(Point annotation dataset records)
************

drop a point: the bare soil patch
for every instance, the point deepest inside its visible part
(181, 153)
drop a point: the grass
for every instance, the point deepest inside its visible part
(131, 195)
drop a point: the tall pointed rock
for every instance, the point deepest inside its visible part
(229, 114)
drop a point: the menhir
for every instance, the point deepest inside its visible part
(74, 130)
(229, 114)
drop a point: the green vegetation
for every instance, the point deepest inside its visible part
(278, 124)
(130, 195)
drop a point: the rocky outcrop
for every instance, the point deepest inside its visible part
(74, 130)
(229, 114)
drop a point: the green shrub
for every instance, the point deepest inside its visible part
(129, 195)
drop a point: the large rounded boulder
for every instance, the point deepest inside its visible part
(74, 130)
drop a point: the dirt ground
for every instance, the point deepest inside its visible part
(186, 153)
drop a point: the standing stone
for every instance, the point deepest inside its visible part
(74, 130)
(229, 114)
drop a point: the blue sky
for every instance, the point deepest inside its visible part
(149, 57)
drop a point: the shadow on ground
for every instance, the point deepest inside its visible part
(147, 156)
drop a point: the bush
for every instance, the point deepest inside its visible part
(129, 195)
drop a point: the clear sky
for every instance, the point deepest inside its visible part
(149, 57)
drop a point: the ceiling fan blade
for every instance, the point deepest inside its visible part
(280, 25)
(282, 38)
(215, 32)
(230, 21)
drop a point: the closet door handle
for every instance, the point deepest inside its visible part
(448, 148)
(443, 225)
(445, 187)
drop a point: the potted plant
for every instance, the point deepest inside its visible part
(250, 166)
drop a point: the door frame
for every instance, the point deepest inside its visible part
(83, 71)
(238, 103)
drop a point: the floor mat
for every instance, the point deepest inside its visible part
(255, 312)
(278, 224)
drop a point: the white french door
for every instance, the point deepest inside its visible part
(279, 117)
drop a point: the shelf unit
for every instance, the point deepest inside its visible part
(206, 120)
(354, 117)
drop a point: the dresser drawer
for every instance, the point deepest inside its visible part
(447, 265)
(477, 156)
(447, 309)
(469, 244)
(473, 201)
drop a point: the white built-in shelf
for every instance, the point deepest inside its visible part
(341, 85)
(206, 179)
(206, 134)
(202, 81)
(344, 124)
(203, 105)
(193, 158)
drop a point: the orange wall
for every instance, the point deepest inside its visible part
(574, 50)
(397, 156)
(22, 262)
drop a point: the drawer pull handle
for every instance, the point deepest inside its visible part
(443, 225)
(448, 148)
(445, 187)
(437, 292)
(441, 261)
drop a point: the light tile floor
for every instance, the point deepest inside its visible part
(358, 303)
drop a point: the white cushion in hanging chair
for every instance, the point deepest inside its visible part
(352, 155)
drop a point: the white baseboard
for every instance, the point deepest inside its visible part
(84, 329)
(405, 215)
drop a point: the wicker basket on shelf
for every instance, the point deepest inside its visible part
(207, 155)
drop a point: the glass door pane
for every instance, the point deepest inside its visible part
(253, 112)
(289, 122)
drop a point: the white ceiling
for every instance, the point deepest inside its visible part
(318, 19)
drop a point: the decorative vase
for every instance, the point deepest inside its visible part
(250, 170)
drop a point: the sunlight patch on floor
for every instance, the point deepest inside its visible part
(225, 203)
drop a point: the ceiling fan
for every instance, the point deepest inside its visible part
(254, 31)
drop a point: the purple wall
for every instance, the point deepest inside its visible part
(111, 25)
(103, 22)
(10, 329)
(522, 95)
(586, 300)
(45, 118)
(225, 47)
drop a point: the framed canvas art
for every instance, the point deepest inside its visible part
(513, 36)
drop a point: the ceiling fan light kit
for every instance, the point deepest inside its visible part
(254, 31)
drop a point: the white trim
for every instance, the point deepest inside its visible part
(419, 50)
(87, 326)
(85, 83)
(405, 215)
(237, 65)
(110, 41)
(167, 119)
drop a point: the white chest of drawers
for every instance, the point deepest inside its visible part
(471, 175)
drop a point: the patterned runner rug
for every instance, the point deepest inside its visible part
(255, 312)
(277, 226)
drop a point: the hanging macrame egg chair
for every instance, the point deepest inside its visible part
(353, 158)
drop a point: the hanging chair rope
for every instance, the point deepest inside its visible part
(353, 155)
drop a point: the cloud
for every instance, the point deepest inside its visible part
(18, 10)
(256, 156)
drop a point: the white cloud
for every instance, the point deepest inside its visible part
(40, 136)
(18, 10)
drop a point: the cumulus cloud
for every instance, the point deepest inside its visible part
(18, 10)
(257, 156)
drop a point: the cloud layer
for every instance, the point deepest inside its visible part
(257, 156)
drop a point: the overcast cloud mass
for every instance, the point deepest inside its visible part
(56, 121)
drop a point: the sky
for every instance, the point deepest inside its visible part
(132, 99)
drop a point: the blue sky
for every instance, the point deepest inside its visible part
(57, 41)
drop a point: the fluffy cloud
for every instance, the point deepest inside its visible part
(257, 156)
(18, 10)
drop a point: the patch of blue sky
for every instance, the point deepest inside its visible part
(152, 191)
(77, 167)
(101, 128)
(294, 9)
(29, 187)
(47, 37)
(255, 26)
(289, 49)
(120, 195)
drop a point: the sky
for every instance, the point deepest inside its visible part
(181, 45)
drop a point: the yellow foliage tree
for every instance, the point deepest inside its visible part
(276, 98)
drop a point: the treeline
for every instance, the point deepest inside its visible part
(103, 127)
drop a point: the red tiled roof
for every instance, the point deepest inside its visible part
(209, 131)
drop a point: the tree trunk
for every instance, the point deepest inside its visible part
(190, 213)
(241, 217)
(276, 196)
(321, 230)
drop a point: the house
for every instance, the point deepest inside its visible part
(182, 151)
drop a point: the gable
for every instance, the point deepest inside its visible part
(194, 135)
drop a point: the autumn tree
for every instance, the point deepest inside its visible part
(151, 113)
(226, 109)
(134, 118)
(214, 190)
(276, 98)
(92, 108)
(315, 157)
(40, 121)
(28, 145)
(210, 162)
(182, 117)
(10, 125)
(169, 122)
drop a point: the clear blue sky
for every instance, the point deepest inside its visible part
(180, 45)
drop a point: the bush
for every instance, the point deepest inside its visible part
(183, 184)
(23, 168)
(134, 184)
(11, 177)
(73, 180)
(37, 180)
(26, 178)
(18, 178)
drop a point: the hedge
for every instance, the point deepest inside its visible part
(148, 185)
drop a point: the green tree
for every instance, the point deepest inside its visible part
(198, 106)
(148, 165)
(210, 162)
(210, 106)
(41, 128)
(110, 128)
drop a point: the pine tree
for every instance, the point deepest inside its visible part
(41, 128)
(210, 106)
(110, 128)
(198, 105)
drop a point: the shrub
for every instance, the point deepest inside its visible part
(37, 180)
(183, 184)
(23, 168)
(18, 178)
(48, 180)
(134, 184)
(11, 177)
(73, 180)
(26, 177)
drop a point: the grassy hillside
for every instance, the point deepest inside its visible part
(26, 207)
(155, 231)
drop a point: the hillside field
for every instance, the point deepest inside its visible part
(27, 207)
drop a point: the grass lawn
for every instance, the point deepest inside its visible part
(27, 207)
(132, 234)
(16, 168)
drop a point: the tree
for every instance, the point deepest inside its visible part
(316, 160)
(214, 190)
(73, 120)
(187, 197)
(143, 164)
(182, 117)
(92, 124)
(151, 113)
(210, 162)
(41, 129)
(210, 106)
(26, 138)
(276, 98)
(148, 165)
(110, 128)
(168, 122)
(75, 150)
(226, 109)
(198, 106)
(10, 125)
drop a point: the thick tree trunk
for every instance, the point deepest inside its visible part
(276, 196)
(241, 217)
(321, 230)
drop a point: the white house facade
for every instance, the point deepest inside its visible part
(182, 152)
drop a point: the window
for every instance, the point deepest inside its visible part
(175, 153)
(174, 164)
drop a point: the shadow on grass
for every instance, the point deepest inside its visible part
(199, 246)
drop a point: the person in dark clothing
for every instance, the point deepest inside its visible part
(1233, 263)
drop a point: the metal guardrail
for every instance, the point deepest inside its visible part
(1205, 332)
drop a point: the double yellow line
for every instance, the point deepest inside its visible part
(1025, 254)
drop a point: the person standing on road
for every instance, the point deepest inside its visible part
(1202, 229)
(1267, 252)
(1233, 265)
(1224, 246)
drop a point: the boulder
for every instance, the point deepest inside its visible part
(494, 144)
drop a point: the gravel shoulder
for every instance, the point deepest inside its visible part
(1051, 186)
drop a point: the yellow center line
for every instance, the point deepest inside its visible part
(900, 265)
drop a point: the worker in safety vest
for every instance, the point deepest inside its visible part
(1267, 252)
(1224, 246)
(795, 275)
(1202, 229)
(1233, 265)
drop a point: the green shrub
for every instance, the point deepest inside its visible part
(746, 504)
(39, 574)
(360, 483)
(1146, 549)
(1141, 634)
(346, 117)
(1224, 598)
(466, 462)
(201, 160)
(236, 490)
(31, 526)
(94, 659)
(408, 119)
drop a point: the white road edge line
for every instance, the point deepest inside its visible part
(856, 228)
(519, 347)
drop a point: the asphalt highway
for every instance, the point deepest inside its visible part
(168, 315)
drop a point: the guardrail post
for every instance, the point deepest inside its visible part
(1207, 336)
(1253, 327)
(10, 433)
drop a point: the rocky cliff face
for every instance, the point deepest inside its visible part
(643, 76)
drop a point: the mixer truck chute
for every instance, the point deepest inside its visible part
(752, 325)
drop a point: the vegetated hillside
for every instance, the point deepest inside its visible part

************

(What is needed): All lines from the one with "drop a point: the asphalt highway" through the final line above are to be quoted exactly; quote no other line.

(Result of the exercise):
drop a point: the asphalt highway
for every instance, the point deepest inside its visible part
(168, 315)
drop a point: the guardrail post
for every instance, the point deepest inside its visible part
(1207, 336)
(1253, 327)
(10, 433)
drop a point: the rocky cliff face
for every instance, the point deepest inside its visible part
(643, 76)
drop a point: the mixer truck chute
for every instance, the point deepest inside its visible part
(752, 325)
drop a point: the vegetated hillside
for every instance, the point deepest inside its visible part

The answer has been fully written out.